Image point grounding data —
********

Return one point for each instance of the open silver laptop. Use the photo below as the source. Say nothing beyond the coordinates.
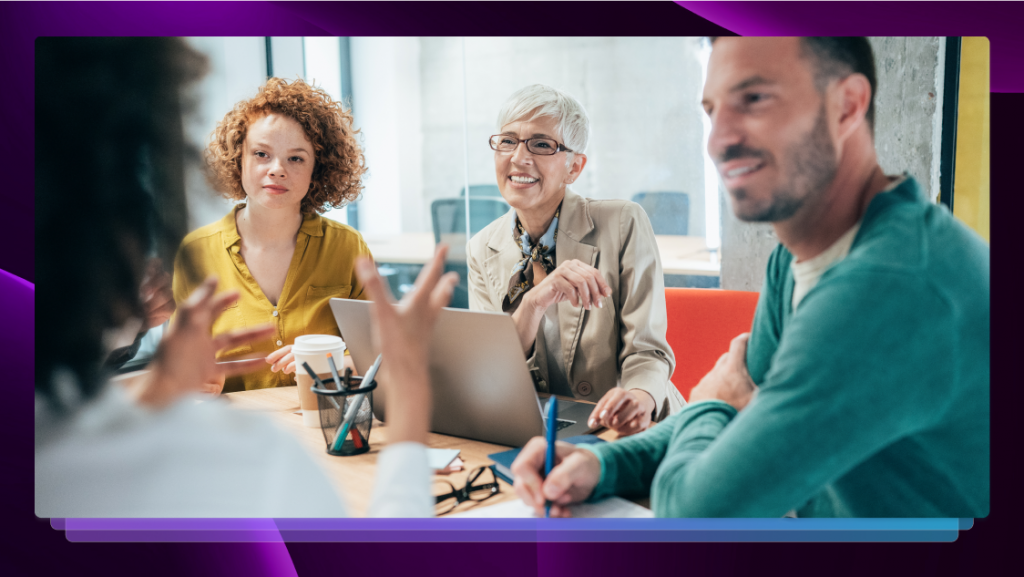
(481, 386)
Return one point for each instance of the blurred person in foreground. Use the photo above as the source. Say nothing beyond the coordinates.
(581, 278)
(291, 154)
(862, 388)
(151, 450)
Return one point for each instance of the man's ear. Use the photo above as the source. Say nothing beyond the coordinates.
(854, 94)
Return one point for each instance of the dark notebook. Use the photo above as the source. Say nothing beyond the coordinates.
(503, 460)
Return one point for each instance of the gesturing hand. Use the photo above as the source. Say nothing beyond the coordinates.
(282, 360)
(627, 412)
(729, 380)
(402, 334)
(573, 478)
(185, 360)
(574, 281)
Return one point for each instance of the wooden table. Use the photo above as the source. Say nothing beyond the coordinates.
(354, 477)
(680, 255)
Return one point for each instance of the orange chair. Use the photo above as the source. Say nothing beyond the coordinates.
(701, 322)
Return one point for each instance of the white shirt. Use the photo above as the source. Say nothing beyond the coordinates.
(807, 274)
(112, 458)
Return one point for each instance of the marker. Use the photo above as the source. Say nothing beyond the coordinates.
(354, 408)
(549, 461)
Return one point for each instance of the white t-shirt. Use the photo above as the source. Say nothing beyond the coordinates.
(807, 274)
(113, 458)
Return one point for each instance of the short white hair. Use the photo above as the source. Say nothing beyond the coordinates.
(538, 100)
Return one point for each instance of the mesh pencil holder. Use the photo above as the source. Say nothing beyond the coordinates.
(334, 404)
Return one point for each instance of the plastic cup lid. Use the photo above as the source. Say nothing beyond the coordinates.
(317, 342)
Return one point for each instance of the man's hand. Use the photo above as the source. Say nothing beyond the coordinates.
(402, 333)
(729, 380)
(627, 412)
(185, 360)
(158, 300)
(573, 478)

********

PROBLEM REQUIREMENTS — Leaving out the pictures, repeat all of the entries exactly.

THE ANSWER —
Return one point for each instance of the open silver laptop. Use the photo below as the source. Say nothing beyond the coordinates.
(481, 386)
Return one point for each instance of the blurred person in foreground. Use the photo above as the source. Say nothing beyond the coordinates.
(581, 278)
(291, 154)
(862, 388)
(151, 450)
Return one point for each instance of the man's ear. Use the photo above as the source. Say nothing beyond the coordinates.
(854, 94)
Return one point for each instance of the dark notebook. Use the photo above as the source. Say nothing beyond the coordinates.
(503, 460)
Return one point for each instance of the gesturing hand. Use the photo above as the source. Say nothing beyond the coordinates.
(282, 360)
(627, 412)
(729, 380)
(402, 334)
(573, 478)
(185, 360)
(574, 281)
Return one point for each instance of the wooden table. Use the photo above as the source. Say nothing beyond the coordinates.
(354, 477)
(680, 255)
Return one point for each instance of the orange chair. Use the photo above as the source. Say nothing beyond the coordinates.
(701, 322)
Return one point for each instance of the white shirt. Use the photo above as the source. Say nothing beyond the coordinates.
(807, 274)
(112, 458)
Return one point for each instance of the marker. Use the photo above as the source. Say nothing beyond the coordinates.
(354, 408)
(549, 461)
Return one point for each instance of the white t-shirt. Use the photo above as the source. Say nothing beyond the coordinates.
(807, 274)
(113, 458)
Return one point for each instance of the short white hair. Use the photo above as the source. Say nothing beyond the coordinates.
(538, 100)
Return one point for each instance of the mesh pencil holder. Use the photo above as the source. Say nothing beyond the coordinates.
(334, 404)
Return one point for each instance of the plastic cup lid. Use the photo above as the source. Say nothing beyond the coordinates.
(317, 342)
Return one point for each instance of the man's hand. Use the photo above as the source. Say nothing beyond the coordinates.
(402, 333)
(729, 380)
(627, 412)
(185, 360)
(158, 300)
(573, 478)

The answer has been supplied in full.